Happy Birthday!
A Novel in Two Books
by N. K. Johel
Yep, it's my birthday today - Happy Birthday to me! Birthdays are usually fairly quiet for me, but this morning I got a call from my cousin offering to buy me a 'birthday breaky' before she went to work. She works close by, so it's convenient for both of us. Half an hour later my husband and I met her at the restaurant, bleary-eyed and hungry. And there was a great deal on - two breakfast items for $2.00 each? Bonus! We all decided to have the same thing: Eggs, sausages, toast and pancakes! Pancakes first.
The best part was having time to reconnect after many years of being busy with our lives. At first, I thought it was me, but I think the world has changed an awful lot. We now have so much opportunities, and tools to do interesting things that we forget to reconnect.
After my cousin left to go to work, I walked home, realizing I hadn't had time to look at my birthday wishes on Facebook. Over the last five years I've enjoyed finding a good word from friends and acquaintances on my wall during my birthday. Say what you will about social media, it's been a good thing in my life. If you're a writer it is - for the most part - a solitary existence. I'm glad that people have taken a moment to click on my birthday notifications and sent a brief message. Social media and technology can seems so impersonal, but it also allows us to reach out and touch someone in this increasingly fast-paced world that often leaves a lot of people feeling disconnected.
As of 10 PM tonight, I counted ninety Birthday wishes. Last year I had about fifty. The year previous it was about twenty. More and more people are finding this as a valid way to keep in touch.
I often hear people say, that it isn't the same. Being there, in person, is more meaningful - more real."
I don't know...
I've seen what happens when people who get locked into a cycle of obligation. I've seen them treat special occasions more like a chore - or a nightmare they have to get through. People keep tallies. Who came? How much are 'we' getting compared to what 'they' got on their occasions?

Location identification items
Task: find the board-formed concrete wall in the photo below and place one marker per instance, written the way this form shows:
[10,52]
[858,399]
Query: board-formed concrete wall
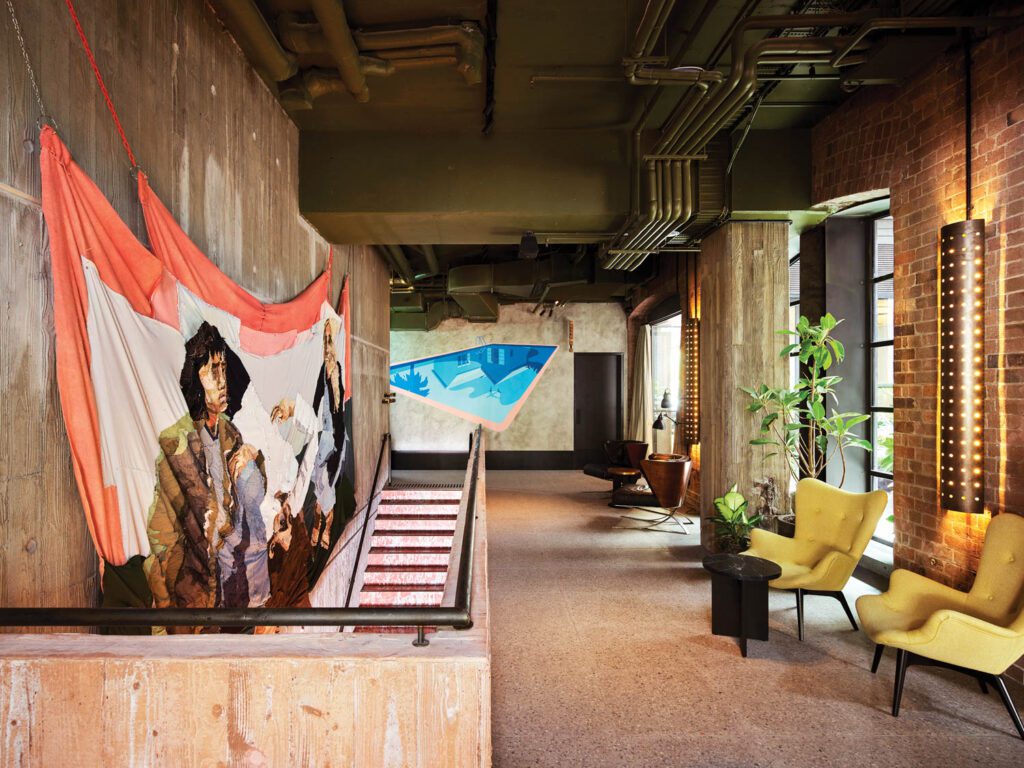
[222,155]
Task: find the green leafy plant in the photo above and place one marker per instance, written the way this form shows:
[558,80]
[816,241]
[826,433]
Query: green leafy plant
[795,420]
[732,525]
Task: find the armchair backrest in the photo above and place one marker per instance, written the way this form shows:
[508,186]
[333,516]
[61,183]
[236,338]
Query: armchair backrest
[997,593]
[836,519]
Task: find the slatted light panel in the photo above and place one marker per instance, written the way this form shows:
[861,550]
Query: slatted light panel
[962,354]
[690,424]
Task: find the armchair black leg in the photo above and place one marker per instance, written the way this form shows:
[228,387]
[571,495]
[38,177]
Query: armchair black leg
[879,649]
[1009,704]
[846,606]
[800,615]
[902,657]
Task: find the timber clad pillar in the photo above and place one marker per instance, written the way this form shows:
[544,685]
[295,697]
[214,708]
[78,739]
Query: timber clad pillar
[743,300]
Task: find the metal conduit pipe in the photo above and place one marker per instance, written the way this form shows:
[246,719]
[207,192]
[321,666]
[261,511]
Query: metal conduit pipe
[916,23]
[654,17]
[740,46]
[741,83]
[658,198]
[467,37]
[334,25]
[682,214]
[250,30]
[397,258]
[674,207]
[433,266]
[678,76]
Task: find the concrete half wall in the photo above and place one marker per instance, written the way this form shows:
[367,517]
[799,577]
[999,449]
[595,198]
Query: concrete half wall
[545,422]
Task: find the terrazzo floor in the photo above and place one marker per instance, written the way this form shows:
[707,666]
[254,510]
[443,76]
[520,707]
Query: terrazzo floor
[602,655]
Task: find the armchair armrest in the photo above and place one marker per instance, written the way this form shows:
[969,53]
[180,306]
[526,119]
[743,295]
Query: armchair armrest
[773,547]
[961,639]
[832,571]
[906,587]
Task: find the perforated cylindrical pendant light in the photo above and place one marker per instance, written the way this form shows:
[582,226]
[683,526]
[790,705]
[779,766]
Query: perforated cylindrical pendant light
[962,355]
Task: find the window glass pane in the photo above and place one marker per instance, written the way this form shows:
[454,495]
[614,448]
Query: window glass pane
[666,341]
[886,529]
[882,373]
[882,439]
[884,246]
[882,310]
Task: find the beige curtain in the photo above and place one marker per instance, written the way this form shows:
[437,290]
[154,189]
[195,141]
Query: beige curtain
[641,408]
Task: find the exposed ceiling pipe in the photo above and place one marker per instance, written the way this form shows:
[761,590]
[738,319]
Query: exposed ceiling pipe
[400,262]
[466,37]
[334,26]
[652,23]
[250,30]
[918,23]
[433,266]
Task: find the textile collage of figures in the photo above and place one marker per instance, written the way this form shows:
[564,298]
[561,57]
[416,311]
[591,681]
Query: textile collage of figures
[210,433]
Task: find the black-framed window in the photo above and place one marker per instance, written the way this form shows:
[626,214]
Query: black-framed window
[880,368]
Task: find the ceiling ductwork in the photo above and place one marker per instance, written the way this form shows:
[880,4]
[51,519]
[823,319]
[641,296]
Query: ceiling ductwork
[710,107]
[315,53]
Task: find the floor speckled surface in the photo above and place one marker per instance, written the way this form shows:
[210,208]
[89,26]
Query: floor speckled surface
[603,656]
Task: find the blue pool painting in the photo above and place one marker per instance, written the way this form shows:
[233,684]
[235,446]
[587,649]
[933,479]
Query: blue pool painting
[485,384]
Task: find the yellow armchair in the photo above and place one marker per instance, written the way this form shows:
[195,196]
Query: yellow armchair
[833,529]
[979,633]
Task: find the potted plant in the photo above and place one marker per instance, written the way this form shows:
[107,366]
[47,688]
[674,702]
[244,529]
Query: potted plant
[796,420]
[732,525]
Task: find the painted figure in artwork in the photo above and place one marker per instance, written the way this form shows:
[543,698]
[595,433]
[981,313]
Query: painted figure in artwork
[206,528]
[329,402]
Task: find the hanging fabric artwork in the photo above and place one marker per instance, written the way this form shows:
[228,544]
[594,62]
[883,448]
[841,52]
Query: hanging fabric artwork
[210,433]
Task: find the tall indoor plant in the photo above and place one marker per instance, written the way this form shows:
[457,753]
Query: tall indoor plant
[796,420]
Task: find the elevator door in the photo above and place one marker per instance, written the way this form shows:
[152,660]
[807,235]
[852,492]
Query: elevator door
[598,404]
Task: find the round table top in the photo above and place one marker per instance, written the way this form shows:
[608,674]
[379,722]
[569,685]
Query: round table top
[624,471]
[742,567]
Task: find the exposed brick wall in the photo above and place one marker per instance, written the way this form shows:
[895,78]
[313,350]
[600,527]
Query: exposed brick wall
[910,140]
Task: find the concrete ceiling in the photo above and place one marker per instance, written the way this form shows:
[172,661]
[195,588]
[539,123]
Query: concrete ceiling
[412,165]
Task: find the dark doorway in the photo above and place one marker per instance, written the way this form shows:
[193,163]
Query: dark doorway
[598,401]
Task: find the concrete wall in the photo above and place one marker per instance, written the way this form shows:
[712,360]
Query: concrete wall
[221,154]
[545,423]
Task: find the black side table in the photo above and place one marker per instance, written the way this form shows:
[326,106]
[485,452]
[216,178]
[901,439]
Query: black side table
[739,596]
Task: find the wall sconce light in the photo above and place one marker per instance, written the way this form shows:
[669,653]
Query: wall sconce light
[962,353]
[962,344]
[690,423]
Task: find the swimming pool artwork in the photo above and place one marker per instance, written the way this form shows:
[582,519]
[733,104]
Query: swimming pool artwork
[485,384]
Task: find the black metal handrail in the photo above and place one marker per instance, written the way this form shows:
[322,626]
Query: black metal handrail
[457,616]
[366,520]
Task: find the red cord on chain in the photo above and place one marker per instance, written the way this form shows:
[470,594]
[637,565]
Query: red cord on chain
[102,85]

▸ **Set task**: Write out the birthday post word for word, starting at "I don't know..." and ending at "on their occasions?".

▸ **Reply to the exercise**:
I don't know...
I've seen what happens when people who get locked into a cycle of obligation. I've seen them treat special occasions more like a chore - or a nightmare they have to get through. People keep tallies. Who came? How much are 'we' getting compared to what 'they' got on their occasions?